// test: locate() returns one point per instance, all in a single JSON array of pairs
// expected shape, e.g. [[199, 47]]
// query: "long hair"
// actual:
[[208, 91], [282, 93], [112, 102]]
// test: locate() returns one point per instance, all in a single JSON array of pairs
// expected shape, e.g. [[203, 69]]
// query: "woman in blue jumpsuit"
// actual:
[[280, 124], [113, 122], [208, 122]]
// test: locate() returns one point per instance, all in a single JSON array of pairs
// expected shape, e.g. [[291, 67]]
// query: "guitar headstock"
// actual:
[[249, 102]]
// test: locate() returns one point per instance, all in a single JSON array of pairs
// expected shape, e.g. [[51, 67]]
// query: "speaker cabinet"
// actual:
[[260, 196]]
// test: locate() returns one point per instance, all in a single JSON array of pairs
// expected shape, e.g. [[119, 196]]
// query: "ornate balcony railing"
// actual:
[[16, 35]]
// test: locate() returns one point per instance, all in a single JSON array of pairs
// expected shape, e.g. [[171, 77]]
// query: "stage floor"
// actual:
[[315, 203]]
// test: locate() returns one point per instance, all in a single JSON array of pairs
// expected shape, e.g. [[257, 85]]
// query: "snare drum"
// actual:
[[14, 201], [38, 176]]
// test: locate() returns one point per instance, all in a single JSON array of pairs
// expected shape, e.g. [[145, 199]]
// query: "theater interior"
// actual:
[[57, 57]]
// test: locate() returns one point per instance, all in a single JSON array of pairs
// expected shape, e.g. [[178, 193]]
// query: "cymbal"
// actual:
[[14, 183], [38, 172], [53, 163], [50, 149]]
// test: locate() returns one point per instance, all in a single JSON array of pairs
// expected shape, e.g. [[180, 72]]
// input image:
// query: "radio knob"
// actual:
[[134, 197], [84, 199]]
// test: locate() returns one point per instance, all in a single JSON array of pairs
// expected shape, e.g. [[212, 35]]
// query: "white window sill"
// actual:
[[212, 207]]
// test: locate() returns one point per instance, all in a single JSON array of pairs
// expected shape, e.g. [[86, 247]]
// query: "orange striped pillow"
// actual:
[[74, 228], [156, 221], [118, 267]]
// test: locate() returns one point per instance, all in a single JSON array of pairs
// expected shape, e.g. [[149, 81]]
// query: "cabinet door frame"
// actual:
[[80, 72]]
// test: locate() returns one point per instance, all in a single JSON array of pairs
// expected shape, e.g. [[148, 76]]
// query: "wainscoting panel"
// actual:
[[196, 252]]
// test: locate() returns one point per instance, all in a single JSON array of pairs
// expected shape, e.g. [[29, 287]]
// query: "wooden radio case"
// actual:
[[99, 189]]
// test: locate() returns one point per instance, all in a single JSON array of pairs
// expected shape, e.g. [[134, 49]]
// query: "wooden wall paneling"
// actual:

──────────

TASK TO COMPLETE –
Can you restate every record above word for word?

TASK OUTPUT –
// test: locate() returns one point per instance, all in a single JSON array of pairs
// expected shape, e.g. [[199, 47]]
// query: "long hair"
// actual:
[[208, 91], [282, 93], [112, 102]]
// test: locate() returns one point per instance, all in a single JSON array of pairs
// expected shape, e.g. [[203, 69]]
// query: "woman in blue jumpsuit"
// actual:
[[280, 124], [113, 122], [208, 122]]
// test: locate() returns one point per instance, all in a single JSON array of pairs
// expected shape, e.g. [[291, 67]]
// query: "guitar headstock"
// actual:
[[249, 102]]
// test: locate() returns one point per instance, all in a single JSON array of pairs
// expected shape, e.g. [[51, 67]]
// query: "speaker cabinet"
// actual:
[[260, 196]]
// test: locate() returns one point per instance, all in a single JSON array of pairs
// expected shape, e.g. [[119, 196]]
// query: "ornate balcony railing"
// actual:
[[16, 35]]
// test: locate() returns one point per instance, all in a single JSON array of pairs
// expected shape, e.g. [[171, 77]]
// query: "stage floor"
// actual:
[[315, 203]]
// test: locate() returns one point per instance, all in a single JSON array of pairs
// expected shape, e.g. [[257, 85]]
// query: "snare drum"
// actual:
[[14, 201], [38, 176]]
// test: locate() returns one point per instance, all in a single JSON array of pairs
// expected shape, e.g. [[145, 199]]
// query: "theater interior"
// actual:
[[57, 57]]
// test: locate() returns one point per instance, all in a single JSON array of pairs
// expected shape, e.g. [[178, 193]]
// query: "cymbal"
// actual:
[[14, 183], [38, 172], [53, 163], [50, 149]]
// test: locate() returns one point per instance, all in a single JSON array of pairs
// expected shape, e.g. [[180, 72]]
// input image:
// query: "radio knob"
// actual:
[[134, 197], [84, 199]]
// test: locate() returns one point per instance, all in a single JSON array of pairs
// expected shape, e.g. [[212, 35]]
// query: "white window sill"
// actual:
[[212, 207]]
// test: locate() returns one point per instance, all in a single JSON array of pairs
// expected shape, e.g. [[86, 247]]
// query: "orange striped pillow"
// actual:
[[74, 228], [156, 221], [118, 267]]
// test: locate() returns one point per instance, all in a single JSON array of pairs
// expected shape, e.g. [[149, 81]]
// query: "cabinet door frame"
// actual:
[[80, 72]]
// test: locate() returns one point per instance, all in a single JSON array of pairs
// expected shape, e.g. [[148, 76]]
// query: "wainscoting panel"
// actual:
[[196, 252]]
// test: locate() returns one point per instance, all in a single JSON array of pairs
// expected shape, e.g. [[29, 287]]
// query: "wooden radio case"
// actual:
[[99, 189]]
// test: locate() returns one point per instance, all in a single JSON array of pairs
// expected shape, e.g. [[134, 49]]
// query: "wooden wall paneling"
// actual:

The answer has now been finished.